*Activity A*.
Reproduce the passage of the article on the Trinidad cricket meeting from "Chris dehring leads" up to and including "February 25, 2005.", swapping "workshop" for "seminar".
*Activity B*.
Explain in one to three sentences why, according to the article on the Trinidad meeting, Dehring is the one to lead its line-up of speakers.
*Activity C*.
Write the next part of the article on the Trinidad cricket meeting, picking up after its last sentence.

*Exercise text*.
Chris dehring leads distinguished line-up for Trinidad meeting

The leading Caribbean architect of the 2007 Cricket World Cup will set the stage at a meeting which looks at this event and what it means for the Caribbean.

Managing Director and Chief Executive Officer of Windies World Cup 2007, the West Indies Cricket Board’s (WICB) operating entity for the management and execution of the ICC Cricket World Cup in 2007, leads a distinguished field of experts to address the Caribbean Media Exchange on Sustainable Tourism (CMExPress) ( one-day workshop at the Courtyard Marriott, Port-of-Spain, Trinidad on Friday, February 25, 2005.

Dehring pitches up with international experts such Emmy-Award winning journalists, now public relations counsels Gail Moaney and Doug Hoyte; Australian ex-Minister of Government, Tom Roper; Warren Solomon, Trinidad and Tobago’s Vice President of Tourism; Ernest Littles, President of the Trinidad Hotels, Restaurants and Tourism Association; Bruce Aanensen, Vice President, Queens Park Cricket Club; and Trinidad Guardian Sports Journalist Everard Gordon to discuss among many other things, the World Cup cricket competition in 2007 and the links between the media, sports, tourism and the development sector.

*Supplied entries*.
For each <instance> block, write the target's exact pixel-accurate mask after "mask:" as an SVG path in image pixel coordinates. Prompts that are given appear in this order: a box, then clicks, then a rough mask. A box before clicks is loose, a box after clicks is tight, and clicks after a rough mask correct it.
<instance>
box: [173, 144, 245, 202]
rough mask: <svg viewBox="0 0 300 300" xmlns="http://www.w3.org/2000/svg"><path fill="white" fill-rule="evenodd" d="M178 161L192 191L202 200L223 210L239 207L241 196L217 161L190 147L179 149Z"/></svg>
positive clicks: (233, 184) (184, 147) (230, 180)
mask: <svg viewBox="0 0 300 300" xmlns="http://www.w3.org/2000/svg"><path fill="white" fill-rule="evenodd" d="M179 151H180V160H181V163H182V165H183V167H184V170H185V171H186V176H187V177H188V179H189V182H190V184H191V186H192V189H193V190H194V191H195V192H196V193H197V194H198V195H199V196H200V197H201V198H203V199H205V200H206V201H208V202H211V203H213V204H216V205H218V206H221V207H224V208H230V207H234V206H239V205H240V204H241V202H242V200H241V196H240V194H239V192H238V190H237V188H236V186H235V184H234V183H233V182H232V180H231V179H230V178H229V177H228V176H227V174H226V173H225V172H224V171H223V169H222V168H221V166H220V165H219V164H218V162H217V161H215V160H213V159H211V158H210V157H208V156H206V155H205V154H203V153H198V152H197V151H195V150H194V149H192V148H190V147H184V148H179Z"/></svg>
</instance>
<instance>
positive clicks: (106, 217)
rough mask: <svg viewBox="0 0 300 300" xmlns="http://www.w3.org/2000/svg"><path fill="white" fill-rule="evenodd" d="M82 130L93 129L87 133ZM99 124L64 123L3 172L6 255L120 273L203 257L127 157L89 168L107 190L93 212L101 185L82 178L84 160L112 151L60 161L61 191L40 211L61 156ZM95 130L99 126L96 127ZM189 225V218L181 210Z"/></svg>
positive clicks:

*Answer space A*.
Chris dehring leads distinguished line-up for Trinidad meeting

The leading Caribbean architect of the 2007 Cricket World Cup will set the stage at a meeting which looks at this event and what it means for the Caribbean.

Managing Director and Chief Executive Officer of Windies World Cup 2007, the West Indies Cricket Board’s (WICB) operating entity for the management and execution of the ICC Cricket World Cup in 2007, leads a distinguished field of experts to address the Caribbean Media Exchange on Sustainable Tourism (CMExPress) ( one-day seminar at the Courtyard Marriott, Port-of-Spain, Trinidad on Friday, February 25, 2005.

*Answer space B*.
Dehring is Managing Director and Chief Executive Officer of Windies World Cup 2007, the West Indies Cricket Board's operating entity for managing and executing the ICC Cricket World Cup in 2007. This makes him the leading Caribbean architect of the event that the meeting examines.

*Answer space C*.
Dehring, the architect and presenter of the Caribbean’s successful proposal to host the ICC Cricket World Cup in 2007, will address the topic “Cricket World Cup 2007 – The State of Play” in an exciting multi-media format. A sports enthusiast, Dehring played senior cup cricket for Kingston Cricket Club and major league football, representing Jamaica in both sports at the Under-19 level.

Delegates also will discuss issues related to the World Cup such as accommodation, disaster management, agro-tourism, enterprise development, HIV/AIDS and sex tourism linkages.

The Caribbean people are passionate for the sport of cricket but will the sustainable benefits of the World Cup slip by them? Will the region be stumped by the aftermath of the Cup? Cricket World Cup will bring a surge of tourism dollars and development to the Caribbean, but it will also bring great social and economic costs. CMExPress will bat around both sides of the issues, in anticipation of this event.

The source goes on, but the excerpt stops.